Instructions to follow: Whatever appears in the data below, copy it exactly.
--- Extracted material Enclosed Below ---
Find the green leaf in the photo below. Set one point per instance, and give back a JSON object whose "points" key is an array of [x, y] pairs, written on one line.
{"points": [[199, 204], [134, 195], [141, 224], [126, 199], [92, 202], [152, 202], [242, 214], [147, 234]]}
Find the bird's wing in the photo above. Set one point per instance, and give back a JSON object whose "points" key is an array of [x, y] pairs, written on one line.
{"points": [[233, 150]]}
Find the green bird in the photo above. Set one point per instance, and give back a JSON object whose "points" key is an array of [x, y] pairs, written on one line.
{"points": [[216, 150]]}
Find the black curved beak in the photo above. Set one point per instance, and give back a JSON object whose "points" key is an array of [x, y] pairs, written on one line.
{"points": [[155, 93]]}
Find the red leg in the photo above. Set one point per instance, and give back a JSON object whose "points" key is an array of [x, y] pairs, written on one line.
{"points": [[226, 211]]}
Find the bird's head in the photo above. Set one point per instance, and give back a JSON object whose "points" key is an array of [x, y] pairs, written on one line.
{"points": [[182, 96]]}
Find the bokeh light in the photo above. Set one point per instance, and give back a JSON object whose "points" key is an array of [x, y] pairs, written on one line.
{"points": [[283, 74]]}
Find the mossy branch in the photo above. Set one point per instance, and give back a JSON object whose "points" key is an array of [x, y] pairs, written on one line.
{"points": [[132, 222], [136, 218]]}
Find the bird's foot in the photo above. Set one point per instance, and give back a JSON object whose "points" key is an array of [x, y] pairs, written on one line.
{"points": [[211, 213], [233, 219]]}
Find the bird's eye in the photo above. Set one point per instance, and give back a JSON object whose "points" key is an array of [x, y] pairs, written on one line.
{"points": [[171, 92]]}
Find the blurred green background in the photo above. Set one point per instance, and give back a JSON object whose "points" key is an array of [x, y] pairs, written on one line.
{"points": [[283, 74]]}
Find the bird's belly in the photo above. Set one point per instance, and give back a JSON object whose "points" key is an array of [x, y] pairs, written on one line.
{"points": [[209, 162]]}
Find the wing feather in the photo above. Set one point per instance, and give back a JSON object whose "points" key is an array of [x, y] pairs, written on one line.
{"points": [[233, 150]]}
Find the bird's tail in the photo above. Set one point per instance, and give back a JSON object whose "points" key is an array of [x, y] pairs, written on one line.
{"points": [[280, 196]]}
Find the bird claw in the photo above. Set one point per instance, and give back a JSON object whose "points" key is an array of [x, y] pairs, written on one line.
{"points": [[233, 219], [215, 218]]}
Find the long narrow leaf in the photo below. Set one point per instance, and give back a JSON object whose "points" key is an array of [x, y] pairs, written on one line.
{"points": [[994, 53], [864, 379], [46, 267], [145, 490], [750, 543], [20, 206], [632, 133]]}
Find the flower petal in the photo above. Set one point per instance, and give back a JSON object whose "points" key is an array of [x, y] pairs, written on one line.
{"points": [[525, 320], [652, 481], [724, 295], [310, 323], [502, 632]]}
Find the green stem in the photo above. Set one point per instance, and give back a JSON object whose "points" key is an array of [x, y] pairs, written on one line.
--- End of Enclosed Extracted material ---
Answer:
Find the green leaf in the photo below. Set one point per instance, and give back a JSON object whose "points" key is an array of [x, y] pairs, written on one line.
{"points": [[199, 204], [134, 195], [141, 224], [126, 199], [92, 202], [152, 202], [242, 214], [147, 234]]}
Find the bird's wing in the photo above. Set one point per instance, and give back a JSON object whose "points" key is an array of [x, y] pairs, written on one line.
{"points": [[233, 150]]}
Find the green bird in the photo above. Set one point per instance, and give back a JSON object whose "points" key is an array of [x, y] pairs, written on one line.
{"points": [[216, 150]]}
Find the black curved beak in the photo above. Set one point per instance, and give back a JSON object whose "points" key is an array of [x, y] pairs, written on one line.
{"points": [[155, 93]]}
Find the red leg in the photo above. Set one point per instance, and give back a JSON object whose "points" key is an array of [x, y] pairs, written on one line.
{"points": [[226, 211]]}
Find the bird's head in the photo above. Set one point per instance, and give back a JSON object whose "points" key is an array of [x, y] pairs, written on one line.
{"points": [[182, 96]]}
Find the bokeh light in the photo above. Set one point per instance, and give back a JSON object whose "points" key is an array of [x, y] pairs, written on one line.
{"points": [[283, 74]]}
Find the mossy branch in the photo above. Set one point per instance, and give back a JSON object whose "points" key is an array of [x, y] pairs, written on one line.
{"points": [[132, 222], [136, 218]]}
Find the bird's foot in the photo above. Set one point per instance, and give back a JSON object whose "points" key is an array of [x, y] pairs, written on one line.
{"points": [[211, 213], [233, 219]]}
Find the bird's eye in the photo above. Set one point per instance, and give back a JSON object whose "points" key is an array of [x, y] pairs, written on one line.
{"points": [[171, 92]]}
Find the blurred green background in the photo above. Set one point per instance, and give back a JSON object whose "points" key is an array of [x, y] pairs, written on one line.
{"points": [[283, 74]]}
Find the bird's belly in the photo above. Set one point per instance, and give back a JSON object whose "points" key is an array of [x, y] pairs, written on one line.
{"points": [[209, 162]]}
Find the wing feather in the photo above. Set one point per instance, and give back a JSON object whose "points" key is an array of [x, y] pairs, written on one line.
{"points": [[233, 150]]}
Find the bird's tail in the photo above. Set one point per instance, and give back a JSON object whose "points" key is an array of [x, y] pairs, written on one line.
{"points": [[280, 196]]}
Find the bird claw in the photo above. Set one point per instance, and give back a JSON object whose "points" key is an array of [x, y] pairs, written on one line.
{"points": [[233, 219], [215, 218]]}
Find the long narrow leaf in the photo below. Set one point per instance, and give back a JSON object whose "points" key is an array of [x, y] pairs, written on one line.
{"points": [[994, 53], [864, 379], [46, 267], [145, 490], [750, 543], [20, 206], [632, 133]]}
Find the flower petal in the photo above. Set one point per instance, and give back a JSON object whose "points" key is an array of [x, y] pairs, written on one line.
{"points": [[525, 320], [652, 481], [724, 295], [310, 323], [502, 632]]}
Find the green stem in the photo above. Set one point per instance, and give back a JSON object whose "points" key is an array of [x, y] pairs, written on one line.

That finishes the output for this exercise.